You are to retype all of the data exactly as it appears.

(Entries from a dataset)

►

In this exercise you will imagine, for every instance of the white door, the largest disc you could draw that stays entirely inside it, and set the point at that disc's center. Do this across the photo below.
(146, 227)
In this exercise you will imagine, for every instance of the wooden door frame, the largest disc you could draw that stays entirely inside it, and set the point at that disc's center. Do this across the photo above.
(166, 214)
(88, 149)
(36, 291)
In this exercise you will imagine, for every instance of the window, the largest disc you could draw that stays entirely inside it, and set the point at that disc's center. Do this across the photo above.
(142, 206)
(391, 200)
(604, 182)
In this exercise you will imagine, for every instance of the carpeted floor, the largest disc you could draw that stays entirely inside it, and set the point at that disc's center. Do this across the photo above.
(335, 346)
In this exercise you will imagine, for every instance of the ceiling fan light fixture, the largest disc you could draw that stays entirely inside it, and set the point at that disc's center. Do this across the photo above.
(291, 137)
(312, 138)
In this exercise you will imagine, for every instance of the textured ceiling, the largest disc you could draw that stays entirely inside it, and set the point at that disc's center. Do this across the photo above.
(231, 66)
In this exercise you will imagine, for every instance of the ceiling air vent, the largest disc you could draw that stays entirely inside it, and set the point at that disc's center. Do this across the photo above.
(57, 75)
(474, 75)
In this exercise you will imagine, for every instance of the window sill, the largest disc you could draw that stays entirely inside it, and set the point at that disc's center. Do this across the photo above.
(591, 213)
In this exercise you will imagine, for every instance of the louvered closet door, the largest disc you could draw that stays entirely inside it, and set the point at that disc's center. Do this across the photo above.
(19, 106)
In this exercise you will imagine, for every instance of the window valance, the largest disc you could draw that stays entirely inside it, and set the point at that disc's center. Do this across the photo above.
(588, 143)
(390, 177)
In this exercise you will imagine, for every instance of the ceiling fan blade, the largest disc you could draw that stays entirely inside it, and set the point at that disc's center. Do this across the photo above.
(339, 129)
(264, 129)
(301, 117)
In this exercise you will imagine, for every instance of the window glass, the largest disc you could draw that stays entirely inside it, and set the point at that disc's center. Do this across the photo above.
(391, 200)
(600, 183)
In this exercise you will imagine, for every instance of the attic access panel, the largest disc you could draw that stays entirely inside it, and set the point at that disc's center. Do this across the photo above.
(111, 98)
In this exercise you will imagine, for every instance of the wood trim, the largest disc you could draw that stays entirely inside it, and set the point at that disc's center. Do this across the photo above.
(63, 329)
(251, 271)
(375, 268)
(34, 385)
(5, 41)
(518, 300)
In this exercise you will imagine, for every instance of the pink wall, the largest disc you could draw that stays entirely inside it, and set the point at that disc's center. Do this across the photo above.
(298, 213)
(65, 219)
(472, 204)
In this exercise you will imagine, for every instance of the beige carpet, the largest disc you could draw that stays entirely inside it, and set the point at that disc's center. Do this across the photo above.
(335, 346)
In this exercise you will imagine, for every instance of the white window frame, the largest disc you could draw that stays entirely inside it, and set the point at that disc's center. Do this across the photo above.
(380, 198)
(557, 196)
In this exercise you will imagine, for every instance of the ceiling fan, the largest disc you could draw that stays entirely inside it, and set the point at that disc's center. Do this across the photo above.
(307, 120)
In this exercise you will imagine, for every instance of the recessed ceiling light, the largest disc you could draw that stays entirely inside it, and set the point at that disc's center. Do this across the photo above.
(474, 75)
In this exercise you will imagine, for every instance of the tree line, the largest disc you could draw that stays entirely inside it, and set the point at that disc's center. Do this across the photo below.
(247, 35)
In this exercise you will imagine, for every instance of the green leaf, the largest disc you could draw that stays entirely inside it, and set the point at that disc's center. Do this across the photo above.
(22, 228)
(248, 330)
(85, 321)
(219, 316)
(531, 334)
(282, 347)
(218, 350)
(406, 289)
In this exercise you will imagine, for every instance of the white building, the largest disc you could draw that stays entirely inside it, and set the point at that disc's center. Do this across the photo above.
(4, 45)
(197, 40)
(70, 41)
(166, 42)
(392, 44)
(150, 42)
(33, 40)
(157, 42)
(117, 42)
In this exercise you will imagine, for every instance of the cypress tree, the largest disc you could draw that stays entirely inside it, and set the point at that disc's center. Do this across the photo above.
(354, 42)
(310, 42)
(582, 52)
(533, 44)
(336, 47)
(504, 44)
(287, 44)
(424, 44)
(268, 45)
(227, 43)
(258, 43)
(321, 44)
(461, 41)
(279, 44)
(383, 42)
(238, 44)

◄

> **Result for this exercise**
In this exercise you will imagine, for every instance of the white door, the largest disc you could draw that stays entirely inside it, and set the point at that disc's center. Do this across the photo below.
(146, 227)
In this exercise you will imagine, for every instance of the wooden door frame, the largest disc you could draw that stays entirely inside it, and set the point at that disc's center. Do this across the photo above.
(166, 214)
(88, 149)
(36, 291)
In this exercise you will imagine, for every instance of the window, the largest disc you could draw that stays entirely inside it, and set the point at that disc's center. Do this across the photo above.
(142, 206)
(391, 200)
(604, 182)
In this exercise you will imagine, for every instance of the carpeted floor, the largest disc you could draw that stays entirely inside it, and set the point at that disc's center. Do this across the photo above.
(335, 346)
In this exercise you will imagine, for every instance of the ceiling fan light fixture, the largest disc you could draw that stays entirely inside it, and set the point at that disc's center. Do this across the photo above.
(291, 137)
(312, 138)
In this exercise you will imagine, for every instance of the textured ceiling, the largest disc you could draw that stays entirely inside it, and set the point at that disc's center. Do this across the photo above.
(231, 66)
In this exercise you will imagine, for every instance of the ceiling air vent, the largest disc you could draw that stays entirely inside it, and set the point at that disc's center. Do this across the photo above.
(57, 75)
(474, 75)
In this exercise you will imagine, for every instance of the window sill, the largest disc you could draw that stays entirely inside it, and set the point at that disc's center. Do this across the photo above.
(591, 213)
In this exercise you will imagine, for every instance of the louvered closet door, the largest disc you could draw that stays entirely inside it, and set the point at that disc's center. Do this across the photo above.
(19, 106)
In this exercise you will imagine, for every instance of the window valance, the largest disc you could draw that stays entirely inside it, and set the point at that disc's center. Do this across the photo above.
(588, 143)
(390, 177)
In this exercise you will imagine, for every instance of the ceiling fan blade, the largest disc you could draw that stays entirely inside it, and set the point at that disc's center. Do this across the photo above.
(339, 129)
(264, 129)
(301, 117)
In this exercise you will imagine, for every instance of the window glass, the largest disc you could draw that stays entirely inside it, and set the point at that disc's center. Do this across the photo above.
(391, 200)
(600, 183)
In this exercise you will imagine, for every instance of the attic access panel, the largest disc you could draw that stays entirely inside it, and set the point at that disc's center. Do this across the photo above.
(111, 98)
In this exercise you will imagine, for every instance of the wood trim, the largest disc you could draw that stays entirely inside it, and set the point at that disc's center. Do this across the photo above.
(63, 329)
(251, 271)
(375, 268)
(34, 385)
(5, 41)
(518, 300)
In this exercise you will imagine, for every instance of the pink wall, the largest disc you could draw that stays entirely inside it, and set the point at that disc's center. Do this across the photo above.
(298, 213)
(65, 219)
(472, 204)
In this exercise you will imagine, for every instance of the beige carpet, the largest disc you could draw that stays entirely inside it, and set the point at that disc's center. Do this across the photo above.
(335, 346)
In this exercise you will imagine, for every instance of the white window frame, the largest disc you could draw that stays entirely inside it, and set the point at that disc's center. Do this across the photo above.
(380, 198)
(557, 196)
In this exercise you will imagine, for every instance of the ceiling fan, the largest disc you could draw that stays entirely inside it, and set the point at that disc's center. Do this across the photo above.
(307, 120)
In this exercise you will imagine, for every instance of the recessed ceiling light, the largest disc you could draw that stays entirely inside it, and set the point at that disc's center. Do this across the photo above.
(474, 75)
In this exercise you will imagine, for every instance of the tree line, the largest disc you could draw that stays entirely inside it, and set the point at that disc's center. Do this across the photo below.
(247, 35)
In this exercise you will imagine, for every instance of the green leaf, the largest disc you could draw that stays entirely inside it, and set the point at that disc's center. Do this across the photo above.
(22, 228)
(248, 330)
(85, 321)
(219, 316)
(531, 334)
(282, 347)
(218, 350)
(406, 289)
In this exercise you will imagine, for every instance of the white building, the largest disc you could draw that stays entirely inside it, and set the point at that disc's center. Do this across the photo above.
(4, 45)
(197, 40)
(70, 41)
(166, 42)
(392, 44)
(150, 42)
(33, 40)
(157, 42)
(117, 42)
In this exercise you will imagine, for every instance of the cypress tree, the largest disc you could draw that stays entirely inside it, and set the point at that disc's center. Do this across the photo above.
(354, 42)
(310, 42)
(582, 52)
(533, 44)
(336, 47)
(504, 44)
(287, 44)
(424, 44)
(268, 45)
(227, 43)
(258, 43)
(321, 44)
(461, 41)
(279, 44)
(383, 42)
(238, 44)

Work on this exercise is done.